BRANO PROPOSTO ▸
---
Con il secondo motivo viene denunziata “violazione e/o falsa applicazione di norme di diritto – articolo 360 c.p.c., comma 1, n. 3 – in relazione agli articoli 24 e 111 Cost. – nonche’ in relazione all’articolo 89 c.p.c.”.

Con il terzo motivo viene denunziata “insufficiente e/o contraddittoria motivazione su fatto decisivo per il giudizio. In relazione all’articolo 360 c.p.c., comma 1, n. 5”.

I tre motivi – da esaminare congiuntamente in quanto connessi – sono diretti ad ottenere la cassazione della pronunzia impugnata nella parte in cui viene confermato il capo della sentenza di primo grado con il quale, previo ordine di cancellazione di talune frasi contenute negli scritti difensivi di entrambe le parti, il ricorrente e’ stato condannato al pagamento dell’importo di euro 100,00, a titolo di risarcimento, in favore della controparte avvocato (OMISSIS) (con reciproca condanna di quest’ultimo al pagamento in suo favore di uguale importo), ai sensi dell’articolo 89 c.p.c..

Essi sono fondati.

2.- In sede di gravame il ricorrente aveva dedotto:

a) che non era ammissibile la sua condanna in proprio al risarcimento, non essendo egli parte del processo;

b) che le espressioni che aveva usato negli scritti difensivi non erano sconvenienti o offensive e comunque erano attinenti all’oggetto del giudizio;

c) che l’importo del risarcimento – previsto in misura uguale per le due parti – non rispondeva ad un criterio di proporzione, essendo certamente maggiore la lesivita’ delle espressioni utilizzate dalla controparte.

La corte di appello ha respinto le doglianze sul rilievo che la condanna delle parti al pagamento reciproco dell’importo di euro 100,00 aveva valore meramente simbolico, senza effettivo contenuto patrimoniale, ed era essenzialmente volta a stigmatizzare il loro rispettivo comportamento.

Il ricorrente contesta la pronunzia sotto i seguenti profili: a) per omessa motivazione (facendo evidentemente riferimento alla sua genericita’: primo motivo); b) per violazione dell’articolo 89 c.p.c., articoli 24 e 111 Cost., che tutelerebbero il diritto di difesa anche se esercitato con espressioni forti o colorite purche’ attinenti all’oggetto del giudizio, e comunque non consentirebbero mai la condanna del procuratore al risarcimento, ma solo della parte (secondo motivo); e) per insufficienza e/o contraddittorieta’ della motivazione (terzo motivo).
---
(Record estratti)
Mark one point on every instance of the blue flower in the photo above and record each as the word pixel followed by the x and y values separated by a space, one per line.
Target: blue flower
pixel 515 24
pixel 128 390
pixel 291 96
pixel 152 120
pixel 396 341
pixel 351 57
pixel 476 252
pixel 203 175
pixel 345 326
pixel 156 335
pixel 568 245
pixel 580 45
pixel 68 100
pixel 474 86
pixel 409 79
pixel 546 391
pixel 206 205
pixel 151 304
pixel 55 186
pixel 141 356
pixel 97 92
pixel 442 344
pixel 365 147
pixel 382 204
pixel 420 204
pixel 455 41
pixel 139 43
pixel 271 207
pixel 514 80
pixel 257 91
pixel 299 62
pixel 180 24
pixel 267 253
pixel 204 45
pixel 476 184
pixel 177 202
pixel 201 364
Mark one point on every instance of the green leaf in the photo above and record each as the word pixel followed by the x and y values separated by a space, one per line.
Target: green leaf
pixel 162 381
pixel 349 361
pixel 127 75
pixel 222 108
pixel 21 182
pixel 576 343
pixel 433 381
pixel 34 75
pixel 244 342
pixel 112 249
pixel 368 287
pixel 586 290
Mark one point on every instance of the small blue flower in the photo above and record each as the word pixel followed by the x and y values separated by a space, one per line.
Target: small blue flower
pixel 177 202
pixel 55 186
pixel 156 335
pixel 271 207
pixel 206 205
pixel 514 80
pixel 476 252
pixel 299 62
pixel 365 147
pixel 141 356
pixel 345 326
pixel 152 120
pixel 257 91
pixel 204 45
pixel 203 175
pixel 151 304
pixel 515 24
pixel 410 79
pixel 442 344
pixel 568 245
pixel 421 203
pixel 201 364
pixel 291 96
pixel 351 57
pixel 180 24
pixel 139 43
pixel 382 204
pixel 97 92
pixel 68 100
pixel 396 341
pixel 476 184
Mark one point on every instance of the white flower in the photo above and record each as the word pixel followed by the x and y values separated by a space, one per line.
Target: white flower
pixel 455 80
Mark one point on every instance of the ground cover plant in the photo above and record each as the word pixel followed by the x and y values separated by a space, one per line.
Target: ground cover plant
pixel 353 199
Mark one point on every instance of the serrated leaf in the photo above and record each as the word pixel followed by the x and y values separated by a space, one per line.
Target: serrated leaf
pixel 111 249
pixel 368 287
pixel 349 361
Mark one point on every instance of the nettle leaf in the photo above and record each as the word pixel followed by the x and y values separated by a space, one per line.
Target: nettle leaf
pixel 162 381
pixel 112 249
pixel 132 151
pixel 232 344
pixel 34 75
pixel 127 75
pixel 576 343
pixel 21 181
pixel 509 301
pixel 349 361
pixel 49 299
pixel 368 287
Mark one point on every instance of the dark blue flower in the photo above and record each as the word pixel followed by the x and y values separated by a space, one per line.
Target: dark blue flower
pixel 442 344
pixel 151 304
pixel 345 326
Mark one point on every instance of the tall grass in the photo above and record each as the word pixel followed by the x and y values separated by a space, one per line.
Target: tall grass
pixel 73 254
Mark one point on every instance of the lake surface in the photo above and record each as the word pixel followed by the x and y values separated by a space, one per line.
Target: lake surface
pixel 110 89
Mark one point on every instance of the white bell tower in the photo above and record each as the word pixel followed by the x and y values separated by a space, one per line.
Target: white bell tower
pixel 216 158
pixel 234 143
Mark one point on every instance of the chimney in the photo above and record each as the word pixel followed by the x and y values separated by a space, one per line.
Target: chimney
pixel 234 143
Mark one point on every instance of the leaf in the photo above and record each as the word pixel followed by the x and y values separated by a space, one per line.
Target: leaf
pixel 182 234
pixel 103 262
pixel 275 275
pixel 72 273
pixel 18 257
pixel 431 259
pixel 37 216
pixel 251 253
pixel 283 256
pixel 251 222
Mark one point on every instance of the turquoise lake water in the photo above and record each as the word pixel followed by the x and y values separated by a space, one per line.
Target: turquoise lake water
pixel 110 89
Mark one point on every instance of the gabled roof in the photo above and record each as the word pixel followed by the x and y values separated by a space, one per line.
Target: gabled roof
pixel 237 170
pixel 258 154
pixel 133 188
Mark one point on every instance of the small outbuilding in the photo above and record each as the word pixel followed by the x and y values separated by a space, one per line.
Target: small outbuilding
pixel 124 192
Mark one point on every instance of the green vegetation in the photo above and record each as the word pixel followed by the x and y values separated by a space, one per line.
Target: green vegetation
---
ESERCIZI ▸
[A] Estrai dal brano sul ricorso in cassazione il passo che va da "a) che non era" fino a "loro rispettivo comportamento." compreso.
[B] Copia senza alcuna modifica le righe dell'elenco dall'inizio fino alla riga con "pixel 455 80", inclusa quest'ultima.

RISPOSTE IN ORDINE ▸
[A]
a) che non era ammissibile la sua condanna in proprio al risarcimento, non essendo egli parte del processo;

b) che le espressioni che aveva usato negli scritti difensivi non erano sconvenienti o offensive e comunque erano attinenti all’oggetto del giudizio;

c) che l’importo del risarcimento – previsto in misura uguale per le due parti – non rispondeva ad un criterio di proporzione, essendo certamente maggiore la lesivita’ delle espressioni utilizzate dalla controparte.

La corte di appello ha respinto le doglianze sul rilievo che la condanna delle parti al pagamento reciproco dell’importo di euro 100,00 aveva valore meramente simbolico, senza effettivo contenuto patrimoniale, ed era essenzialmente volta a stigmatizzare il loro rispettivo comportamento.

[B]
Mark one point on every instance of the blue flower in the photo above and record each as the word pixel followed by the x and y values separated by a space, one per line.
Target: blue flower
pixel 515 24
pixel 128 390
pixel 291 96
pixel 152 120
pixel 396 341
pixel 351 57
pixel 476 252
pixel 203 175
pixel 345 326
pixel 156 335
pixel 568 245
pixel 580 45
pixel 68 100
pixel 474 86
pixel 409 79
pixel 546 391
pixel 206 205
pixel 151 304
pixel 55 186
pixel 141 356
pixel 97 92
pixel 442 344
pixel 365 147
pixel 382 204
pixel 420 204
pixel 455 41
pixel 139 43
pixel 271 207
pixel 514 80
pixel 257 91
pixel 299 62
pixel 180 24
pixel 267 253
pixel 204 45
pixel 476 184
pixel 177 202
pixel 201 364
Mark one point on every instance of the green leaf in the photo above and record each as the word pixel followed by the x and y values separated by a space, one per line.
Target: green leaf
pixel 162 381
pixel 349 361
pixel 127 75
pixel 222 108
pixel 21 182
pixel 576 343
pixel 433 381
pixel 34 75
pixel 244 342
pixel 112 249
pixel 368 287
pixel 586 290
Mark one point on every instance of the small blue flower in the photo above and record each as the word pixel followed by the x and y values separated by a space, one per line.
Target: small blue flower
pixel 177 202
pixel 55 186
pixel 156 335
pixel 271 207
pixel 206 205
pixel 514 80
pixel 476 252
pixel 299 62
pixel 365 147
pixel 141 356
pixel 345 326
pixel 152 120
pixel 257 91
pixel 204 45
pixel 203 175
pixel 151 304
pixel 515 24
pixel 410 79
pixel 442 344
pixel 568 245
pixel 421 203
pixel 201 364
pixel 291 96
pixel 351 57
pixel 180 24
pixel 139 43
pixel 382 204
pixel 97 92
pixel 68 100
pixel 396 341
pixel 476 184
Mark one point on every instance of the white flower in the photo above and record each as the word pixel followed by the x and y values separated by a space, one per line.
Target: white flower
pixel 455 80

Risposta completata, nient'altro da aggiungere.